BEGIN Passage given
And with the Latin saying “Falsus in unum, falsus in omis” (false in one, false in all) as our guide, until all of the station “adjustments” are examined, adjustments of CRU, GHCN, and GISS alike, we can’t trust anyone using homogenized numbers.
Regards to all, keep fighting the good fight,
w.
FURTHER READING:
My previous post on this subject.
The late and much missed John Daly, irrepressible as always.
More on Darwin history, it wasn’t Stevenson Screens.
NOTE: Figures 7 and 8 updated to fix a typo in the titles. 8:30PM PST 12/8 – Anthony
carrot eater (03:50:07) :
“”You don’t know what ‘neighboring’ means? Then do a spatial correlation test for yourself, to see how correlation drops off with distance. You’ll find out.””
OK. So tell me this. If a station 350 miles away correlates well, a station 500 miles away correlates better, a station 800 miles away correlates best, and a station 1,000 miles away correlates perfectly then which station is the most highly correlated neighboring station?
carrot eater (04:31:18) :
“”Yes, but again, the GHCN adjustments should correspond to some physical thing.””
I think many of us have concluded that this isn’t the case. CHCN adjustments (outside the US) are supposedly algorithmically done based purely on discontinuities with reference data. These adjustments supposedly occur whether or not there was any physical change with the station sensor or any other explanation for the defined discontinuity.
Nick Stokes (05:11:33) :
“”In the specific case of Darwin, while we haven’t done the updated analysis yet, I am expecting to find that the required adjustment between the PO and the airport is greater in the dry season than the wet season, and greater on cool nights than on warm ones. The reason for this is fairly simple – in the dry season Darwin is in more or less permanent southeasterlies, and because the old PO was on the end of a peninsula southeasterlies pass over water (which on dry-season nights is warmer than land) before reaching the site.””
If the southeasterlies are more or less permanent, then shouldn’t there also be pre-1941 adjustments?
Slartibartfast (05:15:40) :
“”No, it’s an algorithm. I think they describe what they do, even if they’re not showing you the algorithm in detail.””
“”I haven’t actually attempted this, but I’ve done some of this kind of data analysis WRT other, unrelated applications.””
OK. Well, I’ll leave the ABM replication to you. I think it is more important to focus on GHCN.
END Passage given
BEGIN Entries shown
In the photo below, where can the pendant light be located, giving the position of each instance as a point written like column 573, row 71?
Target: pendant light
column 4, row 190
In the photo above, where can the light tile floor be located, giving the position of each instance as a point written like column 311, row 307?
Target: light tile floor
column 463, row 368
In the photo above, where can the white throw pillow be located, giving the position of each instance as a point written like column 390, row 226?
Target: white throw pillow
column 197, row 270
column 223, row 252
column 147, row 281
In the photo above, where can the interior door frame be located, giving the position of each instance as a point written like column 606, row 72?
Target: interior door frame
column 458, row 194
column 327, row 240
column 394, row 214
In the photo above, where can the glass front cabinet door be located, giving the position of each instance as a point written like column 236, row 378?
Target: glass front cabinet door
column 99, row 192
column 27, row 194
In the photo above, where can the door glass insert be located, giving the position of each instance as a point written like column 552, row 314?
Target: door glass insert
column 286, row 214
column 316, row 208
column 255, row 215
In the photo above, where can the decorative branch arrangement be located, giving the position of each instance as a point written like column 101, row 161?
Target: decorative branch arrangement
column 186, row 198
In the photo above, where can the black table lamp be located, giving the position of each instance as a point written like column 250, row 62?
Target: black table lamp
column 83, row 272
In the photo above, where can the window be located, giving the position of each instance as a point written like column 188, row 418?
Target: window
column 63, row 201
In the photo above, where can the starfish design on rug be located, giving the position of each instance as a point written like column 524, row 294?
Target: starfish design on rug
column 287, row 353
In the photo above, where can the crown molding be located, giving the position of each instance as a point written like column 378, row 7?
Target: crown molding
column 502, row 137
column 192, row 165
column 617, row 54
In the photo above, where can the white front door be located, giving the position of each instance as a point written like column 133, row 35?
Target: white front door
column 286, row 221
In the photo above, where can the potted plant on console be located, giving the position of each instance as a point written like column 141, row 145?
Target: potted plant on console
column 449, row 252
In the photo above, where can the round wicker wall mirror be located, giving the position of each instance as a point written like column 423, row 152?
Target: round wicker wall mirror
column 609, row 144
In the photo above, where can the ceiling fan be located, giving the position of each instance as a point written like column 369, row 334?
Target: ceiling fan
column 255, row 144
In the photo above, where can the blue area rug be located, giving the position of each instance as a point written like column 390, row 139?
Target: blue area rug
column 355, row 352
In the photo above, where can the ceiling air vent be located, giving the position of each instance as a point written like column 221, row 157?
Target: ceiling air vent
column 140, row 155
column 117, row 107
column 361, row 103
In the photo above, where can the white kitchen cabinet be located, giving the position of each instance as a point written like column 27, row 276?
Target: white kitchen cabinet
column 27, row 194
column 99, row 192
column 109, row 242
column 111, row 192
END Entries shown
» Tasks to complete:
1. List each distinct commenter name in the forum thread that appears directly before a timestamp in parentheses.
2. Please retype the forum thread starting at "OK. So tell" and ending at "the defined discontinuity.".

» Expected results:
1.
carrot eater
Nick Stokes
Slartibartfast

2.
OK. So tell me this. If a station 350 miles away correlates well, a station 500 miles away correlates better, a station 800 miles away correlates best, and a station 1,000 miles away correlates perfectly then which station is the most highly correlated neighboring station?
carrot eater (04:31:18) :
“”Yes, but again, the GHCN adjustments should correspond to some physical thing.””
I think many of us have concluded that this isn’t the case. CHCN adjustments (outside the US) are supposedly algorithmically done based purely on discontinuities with reference data. These adjustments supposedly occur whether or not there was any physical change with the station sensor or any other explanation for the defined discontinuity.